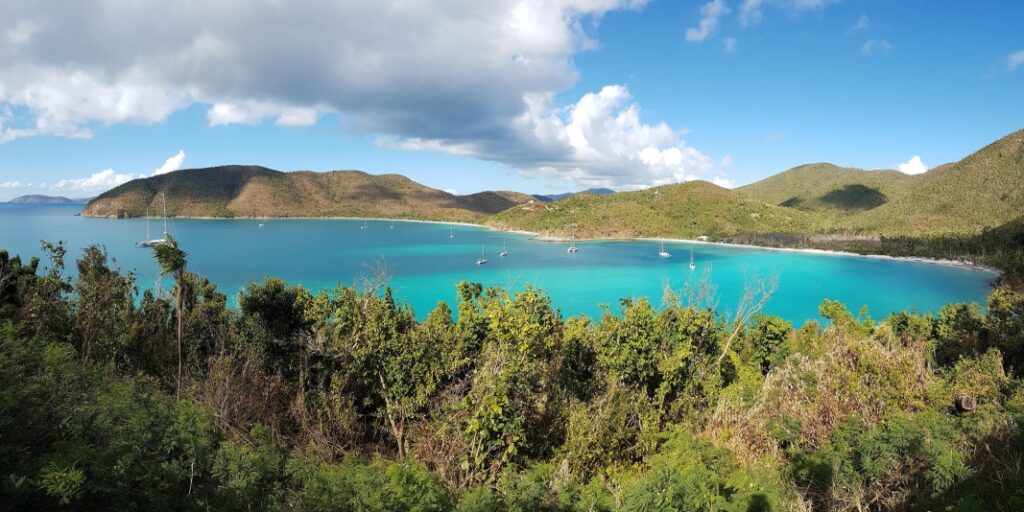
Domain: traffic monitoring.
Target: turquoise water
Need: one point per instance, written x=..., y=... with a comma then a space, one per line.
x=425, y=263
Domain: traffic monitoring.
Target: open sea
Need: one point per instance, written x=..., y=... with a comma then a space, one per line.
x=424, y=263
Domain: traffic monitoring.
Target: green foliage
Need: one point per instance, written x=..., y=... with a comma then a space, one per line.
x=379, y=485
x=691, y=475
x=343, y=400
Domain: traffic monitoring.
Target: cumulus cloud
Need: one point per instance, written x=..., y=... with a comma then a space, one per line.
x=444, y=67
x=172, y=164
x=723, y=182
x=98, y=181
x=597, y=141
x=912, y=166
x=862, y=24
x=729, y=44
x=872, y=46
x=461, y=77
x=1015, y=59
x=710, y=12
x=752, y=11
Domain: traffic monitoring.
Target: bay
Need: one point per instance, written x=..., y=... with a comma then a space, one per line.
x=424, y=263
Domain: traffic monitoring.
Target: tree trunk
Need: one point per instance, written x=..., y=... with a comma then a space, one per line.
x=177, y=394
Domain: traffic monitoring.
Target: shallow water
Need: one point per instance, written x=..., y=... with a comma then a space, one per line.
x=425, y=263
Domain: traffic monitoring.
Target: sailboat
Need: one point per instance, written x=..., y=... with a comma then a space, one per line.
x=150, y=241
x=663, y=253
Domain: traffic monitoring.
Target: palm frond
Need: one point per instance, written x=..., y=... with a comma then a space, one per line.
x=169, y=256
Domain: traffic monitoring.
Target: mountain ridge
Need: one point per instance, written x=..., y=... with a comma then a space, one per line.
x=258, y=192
┄┄┄┄┄┄┄┄┄┄
» Prompt
From the material above, copy every line that has the word "Target" in it.

» Answer to this exercise
Target: turquoise water
Target: open sea
Target: green foliage
Target: cumulus cloud
Target: bay
Target: tree trunk
Target: shallow water
Target: sailboat
Target: palm frond
Target: mountain ridge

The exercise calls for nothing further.